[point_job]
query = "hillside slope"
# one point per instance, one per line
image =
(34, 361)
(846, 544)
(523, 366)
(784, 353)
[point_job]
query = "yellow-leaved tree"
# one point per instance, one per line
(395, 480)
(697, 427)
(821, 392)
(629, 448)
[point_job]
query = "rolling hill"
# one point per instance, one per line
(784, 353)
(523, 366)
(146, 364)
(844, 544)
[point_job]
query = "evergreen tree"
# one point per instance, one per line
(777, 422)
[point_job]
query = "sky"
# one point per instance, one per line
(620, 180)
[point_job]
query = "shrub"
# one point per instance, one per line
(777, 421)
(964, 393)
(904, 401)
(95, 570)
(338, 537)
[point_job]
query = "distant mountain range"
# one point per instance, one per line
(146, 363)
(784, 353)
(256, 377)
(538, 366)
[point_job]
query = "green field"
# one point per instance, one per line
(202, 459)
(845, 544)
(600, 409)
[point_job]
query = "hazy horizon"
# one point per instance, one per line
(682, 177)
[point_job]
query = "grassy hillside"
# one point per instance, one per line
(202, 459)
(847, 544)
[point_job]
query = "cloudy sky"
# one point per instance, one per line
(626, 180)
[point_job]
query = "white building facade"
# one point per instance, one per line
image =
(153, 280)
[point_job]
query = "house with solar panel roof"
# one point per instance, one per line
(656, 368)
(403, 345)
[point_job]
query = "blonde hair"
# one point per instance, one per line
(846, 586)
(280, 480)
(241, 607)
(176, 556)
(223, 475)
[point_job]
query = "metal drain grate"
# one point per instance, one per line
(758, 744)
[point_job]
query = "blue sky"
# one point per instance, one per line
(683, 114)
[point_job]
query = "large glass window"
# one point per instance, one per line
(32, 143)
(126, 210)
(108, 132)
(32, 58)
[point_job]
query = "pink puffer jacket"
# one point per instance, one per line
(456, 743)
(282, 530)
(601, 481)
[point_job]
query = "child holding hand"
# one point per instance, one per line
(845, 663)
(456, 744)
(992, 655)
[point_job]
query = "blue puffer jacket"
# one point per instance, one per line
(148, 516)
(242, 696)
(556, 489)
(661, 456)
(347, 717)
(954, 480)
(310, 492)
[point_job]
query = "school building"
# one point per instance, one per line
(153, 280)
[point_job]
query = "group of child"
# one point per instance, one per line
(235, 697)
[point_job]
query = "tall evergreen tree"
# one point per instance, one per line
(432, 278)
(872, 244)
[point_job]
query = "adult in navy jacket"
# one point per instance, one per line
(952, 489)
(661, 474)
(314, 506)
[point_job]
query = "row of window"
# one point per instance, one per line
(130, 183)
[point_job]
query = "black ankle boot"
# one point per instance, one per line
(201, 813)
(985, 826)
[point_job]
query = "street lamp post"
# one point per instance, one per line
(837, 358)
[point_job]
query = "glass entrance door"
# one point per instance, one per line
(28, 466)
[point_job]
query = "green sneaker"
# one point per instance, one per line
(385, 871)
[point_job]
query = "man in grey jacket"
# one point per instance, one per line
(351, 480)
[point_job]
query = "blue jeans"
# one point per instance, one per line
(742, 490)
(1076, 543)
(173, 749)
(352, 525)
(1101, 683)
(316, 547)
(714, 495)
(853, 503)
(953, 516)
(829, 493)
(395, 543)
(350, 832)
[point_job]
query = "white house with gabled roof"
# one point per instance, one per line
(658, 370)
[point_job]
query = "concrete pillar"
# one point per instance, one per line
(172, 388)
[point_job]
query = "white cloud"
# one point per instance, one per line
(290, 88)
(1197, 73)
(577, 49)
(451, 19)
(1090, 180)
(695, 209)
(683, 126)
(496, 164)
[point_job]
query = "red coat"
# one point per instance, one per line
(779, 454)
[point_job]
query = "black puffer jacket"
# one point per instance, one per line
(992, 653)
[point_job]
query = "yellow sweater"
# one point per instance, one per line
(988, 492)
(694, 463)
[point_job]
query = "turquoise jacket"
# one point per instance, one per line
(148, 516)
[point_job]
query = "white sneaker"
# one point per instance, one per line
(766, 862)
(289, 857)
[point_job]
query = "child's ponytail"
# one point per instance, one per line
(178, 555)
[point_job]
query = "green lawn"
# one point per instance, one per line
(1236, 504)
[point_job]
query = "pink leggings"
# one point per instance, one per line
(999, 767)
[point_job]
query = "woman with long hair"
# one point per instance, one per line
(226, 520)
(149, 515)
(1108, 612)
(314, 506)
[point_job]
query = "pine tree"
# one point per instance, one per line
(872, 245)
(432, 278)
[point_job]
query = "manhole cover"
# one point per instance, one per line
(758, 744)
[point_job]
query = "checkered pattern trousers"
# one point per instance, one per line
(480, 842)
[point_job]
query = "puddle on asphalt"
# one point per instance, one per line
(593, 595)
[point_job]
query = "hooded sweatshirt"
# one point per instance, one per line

What the task requires -
Repeat every record, keeping each word and mark exactly as it is.

Final result -
[point_job]
query = "hillside slope"
# one point per instance, one per line
image =
(34, 361)
(846, 544)
(523, 366)
(784, 353)
[point_job]
query = "yellow-leaved tree"
# one point per instance, one per line
(395, 480)
(697, 427)
(821, 392)
(629, 448)
[point_job]
query = "rolling hill"
# one point per instance, one per line
(784, 353)
(523, 366)
(146, 364)
(844, 544)
[point_job]
query = "evergreen tree"
# one point per instance, one per line
(777, 422)
[point_job]
query = "sky"
# one point per instance, one per line
(620, 180)
[point_job]
query = "shrub"
# one point per instance, one per line
(777, 421)
(964, 393)
(904, 401)
(95, 570)
(338, 537)
[point_job]
query = "distant mountain range"
# one point per instance, one per line
(146, 363)
(784, 353)
(256, 377)
(538, 366)
[point_job]
query = "green field"
# one point per instance, one per line
(202, 459)
(845, 544)
(600, 409)
[point_job]
query = "hazy horizon"
# one point per instance, one per line
(682, 177)
[point_job]
query = "grassy hillside"
# one point per instance, one per line
(202, 459)
(847, 544)
[point_job]
query = "cloudy sky"
# one point per instance, one per line
(626, 180)
[point_job]
query = "white building facade"
# one point per instance, one per line
image =
(153, 280)
[point_job]
query = "house with solar panel roof"
# one point per instance, one per line
(656, 368)
(403, 345)
[point_job]
query = "blonde hair"
# one point per instance, one per line
(846, 586)
(280, 480)
(241, 607)
(176, 556)
(223, 475)
[point_job]
query = "metal drain grate"
# one point per instance, one per line
(758, 744)
[point_job]
query = "blue sky"
# one point per instance, one per line
(683, 114)
[point_job]
query = "large glass window"
# one point per instance, one per line
(32, 143)
(126, 210)
(108, 132)
(32, 58)
[point_job]
query = "pink puffer jacket"
# one point per instance, one per line
(456, 743)
(282, 530)
(601, 481)
[point_job]
query = "child holding hand"
# one point per instance, one per line
(845, 663)
(456, 744)
(992, 655)
[point_job]
query = "blue puffer jacket"
# one point per instance, one per line
(148, 516)
(242, 696)
(556, 489)
(661, 456)
(347, 717)
(954, 480)
(310, 492)
[point_job]
query = "school building"
# one point per instance, one per line
(153, 280)
[point_job]
query = "group of child"
# one point per instance, one per line
(235, 697)
[point_job]
query = "tall evergreen tree"
# one point per instance, one per line
(432, 278)
(872, 244)
[point_job]
query = "adult in navy jacket"
# one point per instance, one per line
(952, 489)
(661, 474)
(314, 506)
[point_job]
query = "row of window"
# one point per instance, one per line
(130, 183)
[point_job]
query = "black ankle boot"
# one point per instance, one per line
(201, 813)
(985, 826)
[point_job]
query = "street lamp post"
# one point per instance, one per line
(837, 358)
[point_job]
query = "glass entrance door"
# one point per instance, one per line
(28, 466)
[point_job]
query = "green sneaker"
# one point per instance, one per line
(385, 871)
[point_job]
query = "man in grey jacket"
# one point per instance, one per line
(351, 480)
[point_job]
query = "blue jeans"
# one point per instance, one per line
(742, 490)
(1076, 543)
(173, 749)
(352, 525)
(1101, 683)
(316, 547)
(714, 495)
(853, 503)
(953, 516)
(829, 493)
(395, 543)
(350, 832)
[point_job]
query = "white house with gabled roof"
# one point per instance, one per line
(658, 370)
[point_job]
query = "concrete pillar"
# one point per instance, one per line
(172, 388)
[point_job]
query = "white cloud"
# one point per instance, one per line
(290, 88)
(1197, 73)
(577, 49)
(451, 19)
(1090, 180)
(695, 209)
(683, 126)
(496, 164)
[point_job]
query = "red coat"
# one point per instance, one per line
(779, 454)
[point_job]
query = "black puffer jacket"
# one point per instance, one per line
(992, 653)
[point_job]
query = "yellow sweater"
# one point per instance, one per line
(988, 492)
(694, 463)
[point_job]
query = "turquoise jacket"
# one point per instance, one per line
(148, 516)
[point_job]
query = "white sneaker"
# one point per instance, one per line
(766, 862)
(289, 857)
[point_job]
query = "child's ponytail"
# one point per instance, one per line
(178, 555)
[point_job]
query = "green lawn"
# one point per instance, one per line
(1236, 504)
[point_job]
query = "pink leggings"
# one point per instance, one per line
(999, 767)
[point_job]
query = "woman with long hair"
# one point per instance, one per line
(226, 520)
(149, 515)
(1108, 612)
(314, 506)
[point_job]
query = "pine tree"
# one point per instance, one per line
(872, 245)
(432, 278)
[point_job]
query = "manhole cover"
# one point per instance, one per line
(758, 744)
[point_job]
query = "checkered pattern trousers"
# one point per instance, one per line
(480, 842)
[point_job]
query = "puddle on asphalt"
# one point per instance, one per line
(593, 595)
[point_job]
query = "hooded sweatshirt"
# one point per instance, one per line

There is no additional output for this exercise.